*** Opening of LISTED RECORDS ***

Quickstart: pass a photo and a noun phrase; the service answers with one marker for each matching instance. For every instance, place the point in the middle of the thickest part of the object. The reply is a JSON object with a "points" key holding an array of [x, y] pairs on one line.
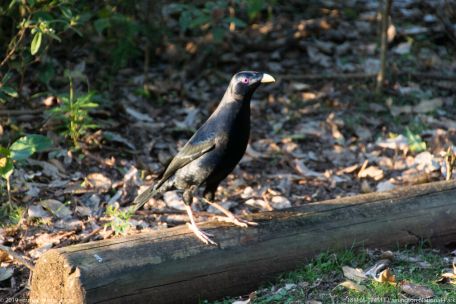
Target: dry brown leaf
{"points": [[302, 169], [416, 290], [99, 182], [352, 285], [56, 208], [386, 276], [354, 274], [373, 172], [377, 268], [279, 202]]}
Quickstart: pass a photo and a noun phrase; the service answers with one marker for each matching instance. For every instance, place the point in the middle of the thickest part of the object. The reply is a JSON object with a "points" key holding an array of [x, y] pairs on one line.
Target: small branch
{"points": [[355, 76], [384, 45], [17, 257]]}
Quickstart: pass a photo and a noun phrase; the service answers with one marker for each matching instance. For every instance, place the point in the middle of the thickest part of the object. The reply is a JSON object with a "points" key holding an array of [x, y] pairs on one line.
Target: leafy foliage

*** Close of LISTED RECORDS ***

WHAT THIS TASK INVOLVES: Output the entries verbatim but drop the images.

EXERCISE OUTPUT:
Quickstart: pass a photo and a noun phrase; the service answers with one marker for each matching instance. For every instance, place the point in the middle of the thickest part of the object. The reply is a JSON object with a "points" key holding an array of [x, y] pairs on one line.
Target: dry brown leaf
{"points": [[302, 169], [416, 290], [99, 182], [352, 285], [56, 208], [386, 276], [354, 274], [373, 172], [377, 268], [279, 202]]}
Quickstart: pass a photo and a noun phrase; the service answers with one marker for each matching instance. For every instance, place the point in the middle of the thickest part of the object. The reply is a JSON object with a "points" key holding an array of [x, y] pairs on one line.
Target: small branch
{"points": [[355, 76], [384, 45], [17, 257]]}
Quickstart: pass a photo and a noun phrase; the service answers with one marker for each matching instance. For every instance, place the point in the middle of the thickest part of the object. The reply is a JSON object with a "points" key holding an array of [x, y] pairs on one line.
Target: leafy foliage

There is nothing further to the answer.